Single by Kenny Chesney

from the album Hemingway's Whiskey
- Released: October 3, 2011
- Recorded: 2010
- Genre: Country
- Length: 3:31
- Label: BNA
- Songwriters: Kenny Chesney; Brett James;
- Producers: Buddy Cannon; Kenny Chesney;

Kenny Chesney singles chronology
| "You and Tequila" (2011) | "Reality" (2011) | "Feel Like a Rock Star" (2012) |

= Reality (Kenny Chesney song) =

"Reality" is a song co-written and recorded by American country music artist Kenny Chesney. It was released in October 2011 as the fifth and final single from his 2010 album Hemingway's Whiskey. The song became Chesney's twenty-first number one hit on the US Billboard Hot Country Songs chart in early 2012. Chesney wrote this song with Brett James.

▶ _AVAILABLE DATA_:

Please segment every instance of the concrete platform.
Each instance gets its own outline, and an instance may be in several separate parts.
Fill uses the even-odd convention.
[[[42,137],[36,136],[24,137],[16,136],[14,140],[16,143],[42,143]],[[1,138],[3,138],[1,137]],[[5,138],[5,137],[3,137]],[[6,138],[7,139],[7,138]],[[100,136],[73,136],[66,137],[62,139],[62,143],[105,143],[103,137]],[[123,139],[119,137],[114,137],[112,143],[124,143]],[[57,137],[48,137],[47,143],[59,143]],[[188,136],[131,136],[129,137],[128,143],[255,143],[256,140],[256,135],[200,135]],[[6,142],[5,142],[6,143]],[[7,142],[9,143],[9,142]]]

▶ _SET PROBLEM 1_:
List every person named in the "Reality" song text.
▶ _SET PROBLEM 2_:
Answer these questions from the "Reality" song text:
(a) Which label released the single?
(b) What is the song's length?
(c) Which number one hit on the US Billboard Hot Country Songs chart did the song become for Chesney?
▶ _SET PROBLEM 3_:
Extend the "Reality" song text with a few more sentences, starting after its final sentence.
The data shown here come from a separate source.

▶ _RESULT 1_:
Kenny Chesney
Brett James
Buddy Cannon

▶ _RESULT 2_:
(a) BNA
(b) 3:31
(c) His twenty-first

▶ _RESULT 3_:
==Background and Writing==
Co-written by Chesney with help from Brett James, he told Billboard magazine's Ray Waddell that he got the idea of writing the song while sitting in a dentist's chair with a gas mask on. "There were a couple of years that I was so busy on the road I was kinda numb," Chesney said. "I wasn't really tired, I wasn't really not tired, I wasn't really happy, I was just kind of numb. So, I'd go to the dentist to have something done and they'd put that gas mask on me and I'd be like, 'Wow, that's as relaxed as I've been in years!' I thought to myself, 'This is why people smoke pot right here! This is it!' I don't smoke pot, but this is why people do it, I guarantee you. Because it gets them away from reality. I even asked my dentist, 'I just want to come over here and sit some time, can you guys do that?' He said, 'We can't do that, we'd get in trouble.' I swear, I started writing that song on the way home. But then, I related it to everybody that comes to see us. That's what live music is. It's an escape from reality. That's why as a kid I loved it. I still love going to shows, I love live music. That's where I got the idea to write the song, it's my message to the fans that it's OK to break free and escape reality, with us."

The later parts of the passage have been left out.